Named region outline records:
_ _ _ _

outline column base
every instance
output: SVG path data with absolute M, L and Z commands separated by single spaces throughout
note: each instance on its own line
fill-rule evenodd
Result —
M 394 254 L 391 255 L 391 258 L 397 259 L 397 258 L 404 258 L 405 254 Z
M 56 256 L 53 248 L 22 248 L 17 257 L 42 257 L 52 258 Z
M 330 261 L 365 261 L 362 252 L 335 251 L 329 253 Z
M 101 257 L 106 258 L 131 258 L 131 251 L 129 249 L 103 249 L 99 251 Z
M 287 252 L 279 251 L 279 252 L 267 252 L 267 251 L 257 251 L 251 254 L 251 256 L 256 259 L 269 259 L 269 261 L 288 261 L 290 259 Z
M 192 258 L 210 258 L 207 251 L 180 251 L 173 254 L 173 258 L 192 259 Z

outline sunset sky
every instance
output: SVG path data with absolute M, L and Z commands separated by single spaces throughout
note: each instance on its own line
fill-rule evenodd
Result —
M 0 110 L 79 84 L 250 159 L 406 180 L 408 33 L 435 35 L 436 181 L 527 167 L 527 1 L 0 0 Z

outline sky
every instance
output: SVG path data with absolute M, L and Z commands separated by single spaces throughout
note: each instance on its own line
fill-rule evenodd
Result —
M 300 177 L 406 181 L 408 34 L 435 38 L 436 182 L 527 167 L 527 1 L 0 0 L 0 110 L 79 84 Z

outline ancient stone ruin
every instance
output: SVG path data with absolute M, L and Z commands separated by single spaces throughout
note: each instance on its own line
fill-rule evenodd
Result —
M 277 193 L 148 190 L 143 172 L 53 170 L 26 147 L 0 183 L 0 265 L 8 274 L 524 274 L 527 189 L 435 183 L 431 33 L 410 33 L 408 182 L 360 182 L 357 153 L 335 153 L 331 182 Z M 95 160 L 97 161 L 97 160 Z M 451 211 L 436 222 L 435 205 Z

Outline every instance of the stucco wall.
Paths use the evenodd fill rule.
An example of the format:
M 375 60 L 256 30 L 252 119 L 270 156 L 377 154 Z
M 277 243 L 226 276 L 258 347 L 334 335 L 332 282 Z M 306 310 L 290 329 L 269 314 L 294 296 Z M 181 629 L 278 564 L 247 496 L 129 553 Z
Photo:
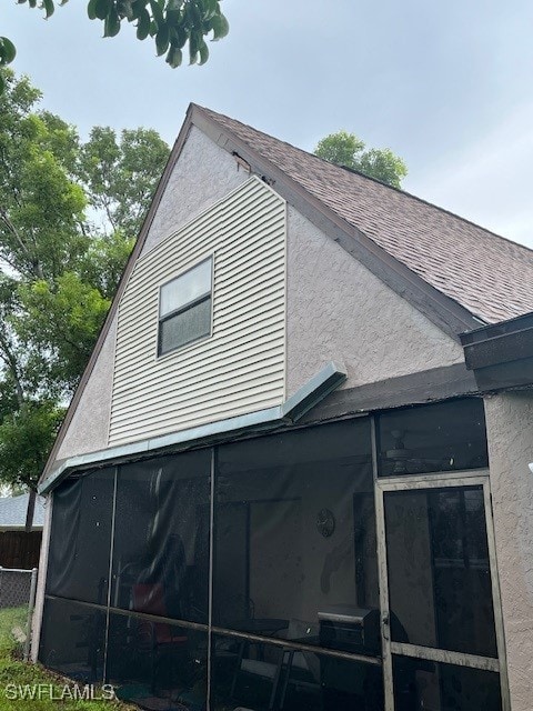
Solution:
M 290 208 L 288 393 L 333 360 L 344 388 L 462 362 L 459 343 Z
M 108 445 L 115 340 L 117 318 L 108 331 L 57 459 L 94 452 Z
M 141 254 L 249 179 L 235 160 L 192 127 Z M 110 329 L 57 459 L 108 447 L 117 323 Z
M 235 159 L 194 126 L 182 148 L 141 254 L 249 179 Z
M 533 680 L 533 393 L 485 398 L 489 464 L 512 711 Z

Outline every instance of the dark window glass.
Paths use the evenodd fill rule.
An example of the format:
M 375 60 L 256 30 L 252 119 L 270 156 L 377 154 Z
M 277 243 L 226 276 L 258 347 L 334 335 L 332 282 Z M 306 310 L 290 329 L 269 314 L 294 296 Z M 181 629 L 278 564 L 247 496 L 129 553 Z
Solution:
M 482 488 L 384 501 L 393 641 L 496 657 Z
M 207 622 L 211 451 L 121 467 L 111 607 Z
M 68 480 L 53 493 L 47 592 L 108 602 L 114 469 Z
M 211 333 L 211 297 L 162 320 L 159 329 L 161 354 L 209 336 Z
M 481 399 L 394 410 L 378 423 L 381 477 L 489 467 Z
M 501 711 L 500 675 L 408 657 L 394 658 L 395 711 Z
M 39 660 L 81 683 L 103 680 L 105 612 L 44 599 Z
M 217 472 L 215 623 L 379 653 L 368 420 L 227 444 Z
M 144 709 L 199 711 L 207 700 L 207 631 L 111 613 L 107 681 Z
M 222 635 L 211 649 L 215 711 L 383 711 L 381 665 Z
M 212 258 L 168 281 L 159 296 L 159 353 L 211 333 Z

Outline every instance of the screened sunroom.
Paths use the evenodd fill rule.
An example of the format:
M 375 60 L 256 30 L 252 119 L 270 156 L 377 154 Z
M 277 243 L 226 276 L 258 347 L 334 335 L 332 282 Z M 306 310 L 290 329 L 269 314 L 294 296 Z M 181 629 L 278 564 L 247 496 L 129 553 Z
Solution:
M 483 401 L 78 471 L 39 658 L 145 709 L 507 709 Z

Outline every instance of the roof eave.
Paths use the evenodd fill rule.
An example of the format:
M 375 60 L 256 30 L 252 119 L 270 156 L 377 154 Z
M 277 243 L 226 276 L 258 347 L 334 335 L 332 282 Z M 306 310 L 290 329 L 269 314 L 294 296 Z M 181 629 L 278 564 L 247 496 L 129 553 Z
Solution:
M 218 422 L 209 422 L 171 434 L 71 457 L 41 478 L 38 491 L 40 494 L 50 493 L 66 477 L 77 470 L 109 467 L 142 455 L 183 451 L 193 447 L 208 447 L 247 432 L 264 432 L 284 424 L 292 424 L 339 388 L 345 379 L 346 374 L 330 361 L 280 405 Z
M 381 281 L 421 311 L 457 343 L 460 333 L 479 328 L 483 319 L 424 281 L 419 274 L 376 244 L 362 230 L 346 222 L 334 210 L 311 194 L 245 141 L 221 126 L 202 107 L 191 104 L 191 122 L 230 154 L 237 153 L 275 191 L 328 233 L 349 254 L 358 259 Z

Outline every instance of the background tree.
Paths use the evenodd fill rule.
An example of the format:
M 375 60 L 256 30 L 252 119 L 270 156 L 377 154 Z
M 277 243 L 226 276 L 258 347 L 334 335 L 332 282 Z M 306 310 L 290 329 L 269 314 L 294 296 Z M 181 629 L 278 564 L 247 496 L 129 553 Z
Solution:
M 50 18 L 56 4 L 68 0 L 18 0 L 39 8 Z M 188 44 L 189 62 L 204 64 L 209 59 L 205 38 L 211 41 L 222 39 L 230 29 L 220 9 L 220 0 L 89 0 L 87 13 L 91 20 L 103 22 L 103 36 L 114 37 L 122 22 L 135 22 L 137 38 L 152 38 L 158 57 L 165 54 L 171 67 L 179 67 L 183 50 Z M 0 37 L 0 66 L 9 64 L 16 56 L 14 44 L 7 37 Z M 0 77 L 0 92 L 3 89 Z
M 371 148 L 354 133 L 338 131 L 319 141 L 314 154 L 330 163 L 351 168 L 381 182 L 400 188 L 408 167 L 389 148 Z
M 0 71 L 0 483 L 34 490 L 169 148 L 147 129 L 82 142 Z

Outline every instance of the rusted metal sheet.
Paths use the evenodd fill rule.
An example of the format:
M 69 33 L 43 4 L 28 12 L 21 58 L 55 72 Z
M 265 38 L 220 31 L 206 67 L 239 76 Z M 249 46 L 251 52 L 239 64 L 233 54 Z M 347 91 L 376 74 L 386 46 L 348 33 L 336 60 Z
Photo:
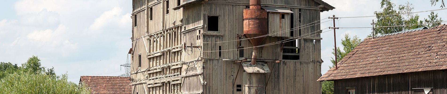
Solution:
M 445 36 L 443 24 L 366 38 L 318 81 L 447 69 Z
M 280 8 L 275 7 L 262 7 L 262 8 L 265 9 L 267 12 L 273 12 L 283 13 L 293 13 L 293 12 L 290 11 L 289 9 L 285 8 Z
M 267 73 L 271 72 L 268 65 L 267 65 L 266 62 L 256 61 L 256 65 L 254 65 L 250 64 L 250 61 L 242 61 L 241 62 L 240 64 L 242 65 L 244 70 L 245 70 L 247 73 Z

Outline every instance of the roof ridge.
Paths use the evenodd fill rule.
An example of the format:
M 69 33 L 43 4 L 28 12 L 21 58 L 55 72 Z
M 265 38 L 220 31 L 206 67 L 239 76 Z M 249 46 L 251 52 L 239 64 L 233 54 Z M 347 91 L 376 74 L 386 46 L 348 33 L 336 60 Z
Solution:
M 447 25 L 446 25 L 446 24 L 441 24 L 441 25 L 438 25 L 437 26 L 434 26 L 433 27 L 429 28 L 426 29 L 416 29 L 416 30 L 413 30 L 408 31 L 402 31 L 402 32 L 396 32 L 396 33 L 392 33 L 386 34 L 384 34 L 384 35 L 380 35 L 380 36 L 375 36 L 375 37 L 374 37 L 374 38 L 380 38 L 380 37 L 387 37 L 387 36 L 390 36 L 397 35 L 397 34 L 402 34 L 402 33 L 411 33 L 411 32 L 419 31 L 421 31 L 421 30 L 428 30 L 428 29 L 438 29 L 438 28 L 442 28 L 442 27 L 444 27 L 444 26 L 447 26 Z M 363 39 L 363 40 L 364 40 L 371 39 L 373 39 L 373 37 L 367 37 L 365 38 L 364 39 Z
M 130 77 L 120 77 L 120 76 L 80 76 L 81 77 L 119 77 L 119 78 L 130 78 Z

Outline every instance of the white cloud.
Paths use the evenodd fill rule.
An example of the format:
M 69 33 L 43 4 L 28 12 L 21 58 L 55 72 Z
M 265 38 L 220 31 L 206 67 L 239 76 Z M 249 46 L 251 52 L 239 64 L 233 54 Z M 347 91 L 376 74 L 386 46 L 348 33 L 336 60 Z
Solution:
M 112 10 L 104 12 L 95 19 L 95 21 L 88 29 L 88 33 L 101 32 L 101 29 L 109 26 L 120 28 L 130 27 L 132 20 L 130 13 L 122 13 L 122 8 L 115 7 Z
M 72 44 L 68 40 L 67 37 L 69 36 L 65 33 L 66 30 L 65 26 L 59 25 L 55 30 L 48 29 L 35 31 L 28 34 L 26 37 L 32 45 L 46 51 L 76 49 L 77 44 Z
M 54 12 L 42 9 L 37 13 L 24 15 L 21 21 L 23 25 L 47 27 L 57 26 L 60 22 L 59 14 Z

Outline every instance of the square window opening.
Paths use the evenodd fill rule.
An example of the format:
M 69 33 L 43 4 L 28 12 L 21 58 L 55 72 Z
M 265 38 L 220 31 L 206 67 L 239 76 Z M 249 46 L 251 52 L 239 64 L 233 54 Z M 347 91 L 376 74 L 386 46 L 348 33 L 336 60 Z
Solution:
M 219 16 L 208 16 L 208 31 L 219 32 Z
M 166 0 L 165 1 L 166 4 L 166 14 L 169 14 L 169 0 Z
M 135 15 L 134 15 L 133 19 L 134 19 L 134 27 L 136 27 L 137 26 L 137 20 L 137 20 L 137 15 L 136 14 L 135 14 Z
M 177 0 L 177 6 L 180 6 L 181 3 L 181 0 Z
M 222 46 L 219 46 L 219 58 L 221 58 L 222 57 Z
M 141 55 L 138 55 L 138 67 L 141 67 Z
M 236 85 L 236 91 L 242 91 L 242 85 Z
M 152 10 L 152 7 L 151 7 L 151 8 L 149 8 L 149 20 L 152 20 L 152 18 L 153 17 L 152 16 L 152 11 L 153 11 L 153 10 Z
M 239 46 L 238 49 L 244 49 L 244 46 Z M 244 57 L 244 49 L 239 49 L 239 57 Z

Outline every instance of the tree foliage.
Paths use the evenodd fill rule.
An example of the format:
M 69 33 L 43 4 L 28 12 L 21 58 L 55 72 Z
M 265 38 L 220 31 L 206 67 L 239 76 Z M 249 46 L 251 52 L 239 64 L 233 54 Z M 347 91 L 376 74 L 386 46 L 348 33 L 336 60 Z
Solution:
M 0 94 L 89 94 L 85 86 L 67 81 L 66 74 L 58 78 L 40 73 L 21 70 L 0 80 Z
M 42 67 L 37 56 L 30 57 L 19 67 L 0 62 L 0 94 L 89 94 L 87 87 L 67 80 L 67 74 L 57 76 L 54 68 Z
M 342 58 L 343 58 L 343 57 L 345 57 L 345 56 L 346 56 L 352 49 L 354 49 L 361 42 L 362 42 L 362 40 L 360 39 L 357 36 L 351 38 L 349 34 L 345 34 L 344 39 L 342 39 L 342 45 L 343 45 L 343 50 L 344 51 L 342 51 L 340 49 L 340 47 L 337 47 L 337 61 L 340 61 L 340 60 L 342 60 Z M 335 50 L 334 49 L 332 49 L 332 50 Z M 332 52 L 332 54 L 335 54 L 335 53 L 334 52 Z M 335 59 L 333 58 L 331 59 L 331 62 L 332 62 L 333 66 L 329 66 L 329 67 L 332 68 L 335 65 Z
M 397 9 L 395 9 L 395 4 L 390 0 L 382 0 L 380 2 L 381 12 L 375 12 L 376 16 L 388 15 L 397 14 L 405 14 L 412 12 L 414 9 L 413 4 L 407 2 L 405 5 L 400 5 Z M 390 27 L 379 27 L 374 29 L 376 34 L 385 34 L 399 32 L 405 30 L 417 29 L 422 27 L 417 24 L 422 24 L 419 20 L 419 16 L 417 14 L 406 14 L 388 16 L 378 16 L 377 20 L 375 26 L 397 26 L 402 25 L 416 25 L 406 26 L 396 26 Z
M 436 14 L 434 14 L 434 12 L 431 12 L 430 13 L 430 15 L 428 16 L 428 19 L 427 18 L 424 19 L 424 22 L 425 23 L 434 23 L 428 24 L 427 25 L 426 25 L 425 26 L 426 26 L 429 28 L 431 28 L 439 25 L 441 25 L 441 21 L 444 21 L 443 20 L 441 19 L 442 18 L 439 18 L 439 19 L 438 19 L 437 13 L 436 13 Z
M 444 4 L 444 0 L 430 0 L 430 2 L 431 2 L 431 5 L 436 5 L 436 3 L 438 3 L 439 1 L 441 1 L 441 8 L 446 7 L 445 5 Z
M 3 78 L 8 74 L 14 73 L 19 69 L 17 64 L 13 65 L 11 62 L 0 62 L 0 79 Z
M 337 61 L 340 61 L 349 52 L 351 52 L 354 48 L 355 48 L 358 44 L 362 42 L 362 40 L 360 39 L 357 36 L 351 38 L 349 34 L 345 34 L 344 39 L 342 39 L 342 45 L 343 45 L 343 50 L 342 51 L 339 47 L 337 47 Z M 335 50 L 334 49 L 332 49 Z M 332 54 L 335 54 L 333 52 Z M 335 64 L 335 60 L 334 58 L 331 60 L 332 62 L 332 66 L 329 66 L 332 68 Z M 333 81 L 324 81 L 321 82 L 321 92 L 323 94 L 333 94 L 334 93 L 334 82 Z

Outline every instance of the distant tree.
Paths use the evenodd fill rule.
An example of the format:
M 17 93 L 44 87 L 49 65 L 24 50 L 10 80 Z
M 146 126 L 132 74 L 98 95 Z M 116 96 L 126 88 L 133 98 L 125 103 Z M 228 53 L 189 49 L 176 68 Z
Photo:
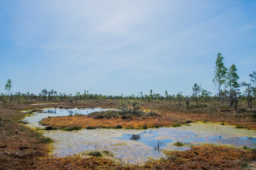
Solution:
M 256 85 L 256 72 L 253 71 L 252 74 L 250 74 L 249 76 L 250 77 L 250 81 Z
M 235 103 L 235 108 L 237 108 L 237 95 L 239 84 L 238 80 L 239 79 L 239 76 L 237 74 L 238 69 L 236 68 L 235 65 L 233 64 L 230 66 L 228 69 L 226 79 L 227 79 L 227 84 L 226 86 L 229 87 L 229 100 L 230 100 L 230 106 L 232 107 Z
M 118 103 L 118 106 L 121 108 L 122 111 L 128 111 L 128 103 L 124 100 L 120 100 Z
M 242 86 L 246 86 L 245 94 L 246 96 L 246 100 L 248 103 L 248 108 L 252 108 L 252 83 L 246 83 L 245 81 L 242 81 Z
M 206 89 L 201 90 L 201 96 L 203 102 L 206 102 L 207 98 L 210 98 L 211 93 Z
M 193 90 L 193 96 L 196 99 L 196 106 L 198 106 L 198 95 L 201 91 L 201 86 L 198 86 L 197 84 L 195 84 L 192 87 L 192 90 Z
M 189 108 L 189 99 L 190 99 L 190 96 L 186 96 L 185 97 L 185 103 L 186 104 L 186 106 L 187 106 L 187 108 L 188 109 Z
M 151 101 L 152 99 L 153 99 L 153 90 L 152 89 L 151 89 L 150 90 L 150 91 L 149 91 L 149 93 L 150 93 L 150 97 L 149 97 L 149 98 L 150 98 L 150 101 Z
M 129 101 L 129 103 L 132 105 L 132 113 L 134 114 L 135 114 L 137 110 L 139 110 L 139 103 L 140 102 L 139 101 L 137 101 L 137 99 L 134 99 Z
M 225 67 L 223 62 L 224 57 L 220 52 L 217 55 L 217 60 L 215 62 L 215 67 L 214 70 L 214 78 L 213 79 L 213 84 L 218 89 L 218 96 L 222 105 L 223 106 L 223 98 L 221 98 L 222 86 L 225 84 L 225 77 L 228 69 Z
M 182 100 L 182 92 L 178 92 L 178 94 L 176 94 L 176 98 L 177 98 L 178 101 L 178 106 L 181 106 L 181 102 Z
M 6 90 L 7 91 L 7 96 L 9 98 L 9 101 L 11 99 L 11 98 L 10 98 L 10 92 L 11 92 L 11 87 L 12 87 L 12 86 L 11 86 L 11 79 L 8 79 L 7 83 L 6 84 L 6 85 L 4 86 L 4 90 Z
M 170 100 L 170 95 L 168 94 L 167 91 L 165 91 L 164 95 L 166 96 L 166 100 Z
M 41 94 L 43 95 L 43 101 L 46 101 L 46 96 L 47 96 L 47 94 L 48 94 L 48 90 L 46 89 L 43 89 L 41 91 Z
M 252 86 L 252 90 L 253 93 L 256 96 L 256 72 L 253 71 L 252 74 L 250 74 L 249 76 L 250 78 L 250 81 L 254 84 L 254 86 Z

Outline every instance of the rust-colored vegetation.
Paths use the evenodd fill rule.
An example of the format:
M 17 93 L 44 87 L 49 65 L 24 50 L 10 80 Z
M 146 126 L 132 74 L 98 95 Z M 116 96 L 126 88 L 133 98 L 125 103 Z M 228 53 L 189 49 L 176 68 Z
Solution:
M 114 113 L 114 111 L 107 112 L 110 113 Z M 60 129 L 76 126 L 80 126 L 82 128 L 116 128 L 122 126 L 124 128 L 141 129 L 162 126 L 169 127 L 177 121 L 178 120 L 170 116 L 161 116 L 160 115 L 137 116 L 126 114 L 108 118 L 90 115 L 55 117 L 43 119 L 41 123 Z
M 18 110 L 47 107 L 107 108 L 109 106 L 113 108 L 117 106 L 117 103 L 115 101 L 92 100 L 80 102 L 76 105 L 67 103 L 48 103 L 43 106 L 17 104 L 14 102 L 6 103 L 5 108 L 0 108 L 0 169 L 244 169 L 250 168 L 253 164 L 255 166 L 253 163 L 256 161 L 255 150 L 216 145 L 193 147 L 191 149 L 183 152 L 166 152 L 167 159 L 149 162 L 144 165 L 122 165 L 105 157 L 55 158 L 49 157 L 48 154 L 48 142 L 50 142 L 50 140 L 18 123 L 18 120 L 25 116 L 25 113 Z M 185 123 L 186 120 L 208 120 L 255 128 L 255 122 L 252 118 L 250 110 L 238 113 L 223 108 L 214 110 L 212 108 L 213 107 L 208 106 L 207 109 L 196 108 L 186 110 L 183 110 L 184 106 L 179 106 L 177 103 L 169 102 L 145 102 L 142 103 L 141 106 L 150 109 L 153 105 L 154 112 L 161 115 L 161 116 L 132 118 L 129 121 L 122 118 L 106 120 L 88 117 L 85 118 L 88 121 L 99 121 L 100 123 L 104 121 L 110 123 L 112 121 L 112 123 L 115 122 L 117 124 L 118 123 L 119 125 L 123 125 L 123 128 L 126 128 L 126 124 L 122 123 L 126 121 L 127 128 L 136 125 L 135 128 L 141 128 L 145 123 L 149 128 L 159 122 L 171 125 L 172 123 Z M 58 118 L 67 118 L 65 123 L 68 123 L 70 120 L 78 121 L 76 119 L 81 119 L 81 117 Z M 50 118 L 49 120 L 54 119 L 55 118 Z M 75 121 L 73 120 L 74 123 Z M 140 121 L 144 122 L 139 123 Z M 134 124 L 129 124 L 131 123 L 129 122 Z M 110 125 L 107 123 L 106 125 Z M 159 125 L 165 125 L 159 123 Z
M 117 102 L 109 101 L 110 108 L 117 108 Z M 107 108 L 107 101 L 90 101 L 85 103 L 84 107 L 90 106 Z M 152 110 L 156 115 L 152 116 L 138 116 L 129 115 L 129 116 L 113 116 L 95 118 L 89 116 L 80 117 L 56 117 L 43 120 L 41 123 L 44 125 L 51 125 L 58 128 L 65 128 L 78 126 L 82 128 L 114 128 L 121 125 L 124 128 L 143 128 L 171 127 L 174 124 L 184 124 L 187 121 L 207 121 L 224 123 L 225 125 L 242 125 L 244 128 L 256 130 L 255 120 L 252 118 L 255 114 L 250 110 L 246 112 L 235 111 L 228 108 L 221 108 L 217 103 L 207 103 L 203 106 L 198 105 L 196 107 L 191 104 L 190 109 L 186 109 L 185 103 L 181 106 L 178 103 L 161 102 L 142 102 L 142 109 Z M 82 104 L 80 104 L 80 107 Z M 63 106 L 62 107 L 72 107 Z M 75 106 L 73 106 L 75 107 Z M 103 114 L 102 113 L 102 114 Z

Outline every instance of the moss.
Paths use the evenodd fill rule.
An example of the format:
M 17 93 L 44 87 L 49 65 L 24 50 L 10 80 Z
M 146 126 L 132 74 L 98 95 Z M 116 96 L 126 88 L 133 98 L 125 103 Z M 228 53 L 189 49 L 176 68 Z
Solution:
M 181 127 L 181 124 L 175 123 L 175 124 L 172 125 L 171 127 L 173 127 L 173 128 L 177 128 L 177 127 Z

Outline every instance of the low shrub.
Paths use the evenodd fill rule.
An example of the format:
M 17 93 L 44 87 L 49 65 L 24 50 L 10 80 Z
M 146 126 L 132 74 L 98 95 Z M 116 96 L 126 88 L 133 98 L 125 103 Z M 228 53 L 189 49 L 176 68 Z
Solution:
M 49 125 L 49 126 L 46 126 L 46 130 L 57 130 L 57 128 L 53 128 L 53 126 Z
M 117 125 L 114 128 L 115 128 L 115 129 L 122 129 L 122 125 Z
M 142 126 L 142 129 L 147 129 L 147 126 L 146 125 Z
M 238 129 L 243 129 L 243 128 L 246 128 L 245 126 L 244 125 L 238 125 L 235 127 L 235 128 L 238 128 Z
M 28 122 L 28 120 L 22 120 L 18 121 L 19 123 L 22 123 L 22 124 L 28 124 L 29 123 Z
M 94 127 L 94 126 L 87 126 L 87 127 L 86 127 L 86 129 L 89 129 L 89 130 L 90 130 L 90 129 L 97 129 L 97 128 Z

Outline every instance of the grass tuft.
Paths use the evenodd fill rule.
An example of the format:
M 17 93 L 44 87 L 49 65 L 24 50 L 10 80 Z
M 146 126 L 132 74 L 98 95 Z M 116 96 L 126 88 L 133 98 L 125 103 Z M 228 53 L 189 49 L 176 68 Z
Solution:
M 175 142 L 173 144 L 174 146 L 176 146 L 176 147 L 182 147 L 182 146 L 184 146 L 184 144 L 180 142 Z
M 102 154 L 99 151 L 91 151 L 87 155 L 95 157 L 102 157 Z

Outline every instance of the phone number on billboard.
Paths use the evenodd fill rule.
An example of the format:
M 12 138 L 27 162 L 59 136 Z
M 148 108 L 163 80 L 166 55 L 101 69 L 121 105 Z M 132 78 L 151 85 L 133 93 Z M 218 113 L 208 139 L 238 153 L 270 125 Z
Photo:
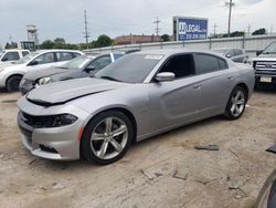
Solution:
M 180 34 L 179 37 L 184 40 L 206 39 L 206 34 L 184 34 L 184 35 Z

_ _ _ _

Given exercise → Identify every line in the items above that contains the string "roof", with uppercase and lowercase treated as distinct, and copy each of those lines.

Solution to the exercise →
Outline every instance of the roof eave.
Outline every instance of the roof ridge.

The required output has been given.